# DATA FOR REVIEW:
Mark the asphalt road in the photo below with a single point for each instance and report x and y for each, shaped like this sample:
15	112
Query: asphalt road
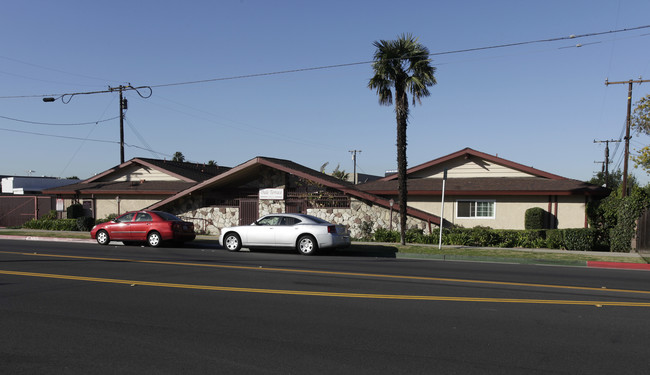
77	308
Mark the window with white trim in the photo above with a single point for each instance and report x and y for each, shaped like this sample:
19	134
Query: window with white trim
475	209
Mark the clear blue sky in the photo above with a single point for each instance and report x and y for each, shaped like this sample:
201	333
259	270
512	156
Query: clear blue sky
540	105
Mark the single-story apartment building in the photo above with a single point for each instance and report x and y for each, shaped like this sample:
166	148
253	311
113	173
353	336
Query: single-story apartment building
486	190
480	189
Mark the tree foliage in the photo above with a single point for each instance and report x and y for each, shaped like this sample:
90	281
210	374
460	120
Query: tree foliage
178	156
640	123
401	67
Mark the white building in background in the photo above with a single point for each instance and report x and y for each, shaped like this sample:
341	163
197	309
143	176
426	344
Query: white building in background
20	185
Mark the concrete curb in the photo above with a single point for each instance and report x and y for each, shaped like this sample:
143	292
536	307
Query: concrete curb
53	239
442	257
532	261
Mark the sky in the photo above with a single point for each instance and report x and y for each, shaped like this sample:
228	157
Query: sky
234	79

# WHAT YOU HAVE TO DO:
Go through the entries above and report each line with the string "photo" in it.

# ANSWER FOR THIS EXERCISE:
Mark the asphalt road in the photo below with a single point for each instance and report x and y for each, shaped like this sample:
Mark the window with white trim in the photo above with a single point for each instance and report x and y for each, shaped like this sample:
Mark the clear blue sky in the photo above with a single point for each instance and report x and y for each, shaped like this sample:
Mark the single-story apartment building in the photo above with a single point for each instance and report x and y for each, shaped like this sample:
Mark the tree foliage in the photo above with a single point for each instance and report x and y for each, shaped like this sample:
Mark the white building in background in the photo above with a single point for each instance and report x and y for each, shaped like this sample:
Mark the concrete curb in the photo above with a single point for each instance and report x and y for each, shaped like this sample:
Mark the sky in the photo above with a single point for each instance and report x and y for each, shaped like this sample:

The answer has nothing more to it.